* **GOAL**: Copy each line exactly. Leave nothing out.

* **EXTRACTED INFORMATION**:

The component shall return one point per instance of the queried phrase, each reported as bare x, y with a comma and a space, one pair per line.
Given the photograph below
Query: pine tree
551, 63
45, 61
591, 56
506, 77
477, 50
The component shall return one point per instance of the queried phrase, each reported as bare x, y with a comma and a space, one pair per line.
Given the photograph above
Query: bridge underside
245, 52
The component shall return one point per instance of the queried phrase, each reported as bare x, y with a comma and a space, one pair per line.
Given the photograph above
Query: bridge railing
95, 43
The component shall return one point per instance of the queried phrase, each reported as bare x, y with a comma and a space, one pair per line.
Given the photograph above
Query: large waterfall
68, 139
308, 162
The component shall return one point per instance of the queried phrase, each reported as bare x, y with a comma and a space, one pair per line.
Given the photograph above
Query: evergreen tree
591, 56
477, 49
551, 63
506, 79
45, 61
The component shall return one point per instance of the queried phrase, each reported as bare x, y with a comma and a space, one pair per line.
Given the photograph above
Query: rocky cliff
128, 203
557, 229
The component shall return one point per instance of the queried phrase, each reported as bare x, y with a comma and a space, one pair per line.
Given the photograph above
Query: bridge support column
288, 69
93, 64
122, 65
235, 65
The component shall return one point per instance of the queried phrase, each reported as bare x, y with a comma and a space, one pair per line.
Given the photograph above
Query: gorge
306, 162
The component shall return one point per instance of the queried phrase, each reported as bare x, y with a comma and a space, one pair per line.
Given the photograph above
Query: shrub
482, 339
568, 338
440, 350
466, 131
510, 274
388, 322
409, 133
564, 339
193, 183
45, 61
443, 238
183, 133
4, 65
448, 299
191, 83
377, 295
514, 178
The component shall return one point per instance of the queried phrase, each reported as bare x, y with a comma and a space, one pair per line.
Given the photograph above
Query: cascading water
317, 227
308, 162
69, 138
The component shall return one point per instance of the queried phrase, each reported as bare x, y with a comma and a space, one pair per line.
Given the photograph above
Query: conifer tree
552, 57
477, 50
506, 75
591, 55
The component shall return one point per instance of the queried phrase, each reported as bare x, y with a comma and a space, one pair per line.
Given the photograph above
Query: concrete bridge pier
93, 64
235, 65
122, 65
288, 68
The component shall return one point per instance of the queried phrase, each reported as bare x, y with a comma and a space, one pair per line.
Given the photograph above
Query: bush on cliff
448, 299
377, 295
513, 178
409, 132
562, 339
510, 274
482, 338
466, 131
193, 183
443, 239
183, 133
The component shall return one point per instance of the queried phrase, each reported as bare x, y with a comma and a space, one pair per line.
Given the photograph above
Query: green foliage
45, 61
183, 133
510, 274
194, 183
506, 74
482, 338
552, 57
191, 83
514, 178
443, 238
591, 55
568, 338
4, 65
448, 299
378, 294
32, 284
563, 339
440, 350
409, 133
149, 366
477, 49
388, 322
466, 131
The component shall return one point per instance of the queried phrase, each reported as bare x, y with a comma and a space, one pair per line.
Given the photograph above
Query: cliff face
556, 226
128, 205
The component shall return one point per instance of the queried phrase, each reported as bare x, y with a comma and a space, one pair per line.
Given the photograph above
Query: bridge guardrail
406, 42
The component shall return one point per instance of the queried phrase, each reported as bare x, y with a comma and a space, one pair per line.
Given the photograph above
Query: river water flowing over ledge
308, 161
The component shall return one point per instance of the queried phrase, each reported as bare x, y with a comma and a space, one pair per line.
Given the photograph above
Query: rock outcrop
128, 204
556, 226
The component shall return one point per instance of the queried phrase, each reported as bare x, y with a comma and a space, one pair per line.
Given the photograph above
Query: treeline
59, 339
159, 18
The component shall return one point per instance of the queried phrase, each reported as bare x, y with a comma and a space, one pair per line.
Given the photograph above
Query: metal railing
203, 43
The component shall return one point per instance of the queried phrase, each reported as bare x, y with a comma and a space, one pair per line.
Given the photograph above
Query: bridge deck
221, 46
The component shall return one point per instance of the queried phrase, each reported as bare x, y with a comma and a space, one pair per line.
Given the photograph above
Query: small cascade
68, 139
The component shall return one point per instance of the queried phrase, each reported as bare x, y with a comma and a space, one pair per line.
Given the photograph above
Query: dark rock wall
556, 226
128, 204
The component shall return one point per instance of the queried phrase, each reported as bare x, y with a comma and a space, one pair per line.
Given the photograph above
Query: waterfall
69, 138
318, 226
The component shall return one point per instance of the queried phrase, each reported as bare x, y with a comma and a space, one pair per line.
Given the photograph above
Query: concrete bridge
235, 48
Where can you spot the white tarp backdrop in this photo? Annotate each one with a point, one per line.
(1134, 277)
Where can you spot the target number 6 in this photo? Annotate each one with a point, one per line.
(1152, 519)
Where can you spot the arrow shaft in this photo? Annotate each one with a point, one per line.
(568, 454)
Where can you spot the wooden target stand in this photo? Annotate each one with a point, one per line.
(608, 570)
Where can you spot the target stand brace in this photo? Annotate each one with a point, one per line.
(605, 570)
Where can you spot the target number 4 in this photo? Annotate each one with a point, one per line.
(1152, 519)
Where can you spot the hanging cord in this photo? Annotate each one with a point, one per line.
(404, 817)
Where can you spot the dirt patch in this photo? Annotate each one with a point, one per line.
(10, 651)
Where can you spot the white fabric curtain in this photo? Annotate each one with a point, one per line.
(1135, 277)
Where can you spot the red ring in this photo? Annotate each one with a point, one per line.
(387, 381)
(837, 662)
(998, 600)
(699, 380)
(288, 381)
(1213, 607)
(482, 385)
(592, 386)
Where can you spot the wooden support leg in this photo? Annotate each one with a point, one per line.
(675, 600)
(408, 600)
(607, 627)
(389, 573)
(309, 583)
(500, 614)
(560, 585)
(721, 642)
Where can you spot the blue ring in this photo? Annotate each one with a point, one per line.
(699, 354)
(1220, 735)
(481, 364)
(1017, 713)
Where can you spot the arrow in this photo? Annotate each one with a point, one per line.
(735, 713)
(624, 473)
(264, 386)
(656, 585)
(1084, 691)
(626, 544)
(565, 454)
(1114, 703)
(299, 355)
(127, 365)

* **REPLY**:
The component shall return one point per instance of the queried phrase, each reported as bare x, y with a comma and a space, one pair per line.
Given the photograph below
Query: pine tree
551, 63
45, 61
591, 56
506, 77
477, 50
The component shall return one point per instance of the queried phrase, each reported as bare x, y with a comma and a space, one pair per line.
Given the photograph above
Query: bridge underside
245, 52
The component shall return one point per instance of the queried phrase, each reported as bare x, y with a comma and a space, one pair per line.
Given the photograph above
Query: bridge railing
95, 43
The component shall return one point per instance of the queried phrase, each reported as bare x, y with a comma and a space, one pair per line.
Given the photograph above
Query: large waterfall
68, 139
308, 162
The component shall return one point per instance of the queried phrase, each reported as bare x, y with a comma and a space, one pair per line.
Given the photograph above
Query: evergreen tree
591, 56
477, 49
551, 63
506, 79
45, 61
The component shall return one point per instance of the queried phrase, each reported as bare x, y with a comma and a space, one pair per line.
Given the photograph above
Query: rocky cliff
128, 203
557, 229
The component shall return one point per instance of the queried phrase, each reported as bare x, y with a comma and a space, one pair per line.
Given the photograph above
Query: bridge support column
288, 69
93, 64
122, 65
235, 65
The component shall return one point per instance of the queried phrase, each reported as bare x, y with a comma and a space, one pair per line.
Given the photograph above
Query: gorge
306, 162
The component shall return one point per instance of the queried phrase, each reported as bare x, y with a comma and a space, one pair per line.
Given the photograph above
Query: shrub
482, 339
568, 338
440, 350
466, 131
510, 274
388, 322
409, 133
564, 339
193, 183
45, 61
443, 238
183, 133
4, 65
448, 299
191, 83
377, 295
514, 178
The component shall return one point per instance of the queried phrase, each reported as bare x, y with a comma and a space, one pair per line.
Given the photograph above
Query: cascading water
317, 227
308, 162
69, 138
The component shall return one point per instance of the queried phrase, each reported as bare x, y with a comma and a space, one pair per line.
Given the photograph above
Query: conifer tree
552, 57
477, 50
506, 75
591, 55
The component shall return one point per instance of the queried phrase, each reported as bare x, y with a comma and a space, one pair per line.
Given the photograph above
Query: concrete bridge pier
93, 64
235, 65
122, 65
288, 68
The component shall return one point per instance of the queried phrase, each reported as bare x, y with a comma and a space, one pair per line.
Given the photograph above
Query: bush on cliff
448, 299
377, 295
513, 178
409, 132
562, 339
510, 274
482, 338
466, 131
193, 183
443, 239
183, 133
The component shall return one point per instance of the queried phrase, each reported as bare x, y with a comma and a space, one pair per line.
Given the photograph above
Query: green foliage
45, 61
183, 133
510, 274
194, 183
506, 74
482, 338
552, 57
191, 83
514, 178
443, 238
591, 55
568, 338
4, 65
448, 299
378, 294
32, 284
563, 339
440, 350
409, 133
149, 366
477, 49
388, 322
466, 131
The component shall return one point per instance of the queried phrase, each reported as bare x, y with a comma and a space, one pair per line.
Given the photograph above
Query: cliff face
556, 226
128, 205
The component shall return one point per instance of the queried phrase, each reported as bare x, y with a comma and a space, one pair per line.
Given the photograph above
Query: bridge guardrail
406, 42
The component shall return one point per instance of the queried phrase, each reported as bare x, y with a comma and a space, one pair per line.
Given the photograph above
Query: river water flowing over ledge
308, 161
The component shall return one point per instance of the queried phrase, each reported as bare x, y with a comma and a space, one pair per line.
Given the photograph above
Query: rock outcrop
128, 204
556, 226
The component shall return one point per instance of the queried phrase, each reported as bare x, y with a comma and a space, one pair per line.
Given the photograph above
Query: treeline
59, 339
159, 18
The component shall return one point per instance of the queried phrase, each reported as bare x, y with a comma and a space, one pair per line.
Given the photograph above
Query: metal railing
203, 43
The component shall return one point per instance of the queried phrase, each reported as bare x, y with a comma and a space, one pair per line.
Given the photograph above
Query: bridge deck
221, 46
The component shall return one point per instance of the queried phrase, each reported as bare x, y with a comma and a space, one pair per line.
Given the photograph above
Query: small cascade
68, 139
The component shall return one point per instance of the queried phrase, each reported as bare x, y with a comma and a space, one pair per line.
Given the photograph above
Query: dark rock wall
556, 226
128, 204
The component shall return one point per instance of the queried phrase, each reported as bare x, y with a comma and a space, one pair per line.
Given the photograph above
Query: waterfall
69, 138
318, 226
The component shall return one point per instance of the queried phrase, each reported as bare x, y with a comma and a space, one pair per line.
Given the photograph above
Query: concrete bridge
235, 48
Where can you spot the white tarp backdrop in this photo? Annotate each one with a point, one per line.
(1134, 277)
Where can you spot the target number 6 in this photo? Annotate each one with a point, one per line.
(1152, 519)
Where can you spot the arrow shaft in this photo? Annotate each one with a point, one per line.
(568, 454)
Where can you spot the wooden target stand in this photo? Annotate each one with a point, one per line.
(608, 570)
Where can you spot the target stand brace in this photo? Annotate each one with a point, one per line.
(605, 570)
Where can you spot the target number 4 in this photo? Annotate each one with a point, one per line.
(1152, 519)
Where can you spot the hanging cord in this photo? Annotate each one with a point, one per line.
(404, 817)
Where can you spot the dirt patch in this photo? Annotate each one with a point, one per line.
(10, 651)
Where can you spot the white fabric curtain in this photo? Annotate each one with a point, one per line.
(1135, 277)
Where can you spot the red ring in this photo? Annotate each one with a point, one per line.
(387, 381)
(837, 662)
(998, 600)
(699, 380)
(288, 381)
(1213, 607)
(482, 385)
(592, 386)
Where can you spot the wooden support leg in this photo? Annotate each one with a point, one per line.
(675, 600)
(408, 600)
(607, 627)
(389, 573)
(309, 583)
(500, 614)
(560, 585)
(721, 642)
Where can you spot the blue ring in this photo? Annotate each one with a point, one per line.
(699, 354)
(1220, 735)
(481, 364)
(1017, 713)
Where can you spot the arrow in this photo? Annotate each one with a point, one per line.
(735, 713)
(624, 473)
(264, 386)
(656, 585)
(1084, 691)
(626, 544)
(565, 454)
(1114, 703)
(299, 355)
(127, 365)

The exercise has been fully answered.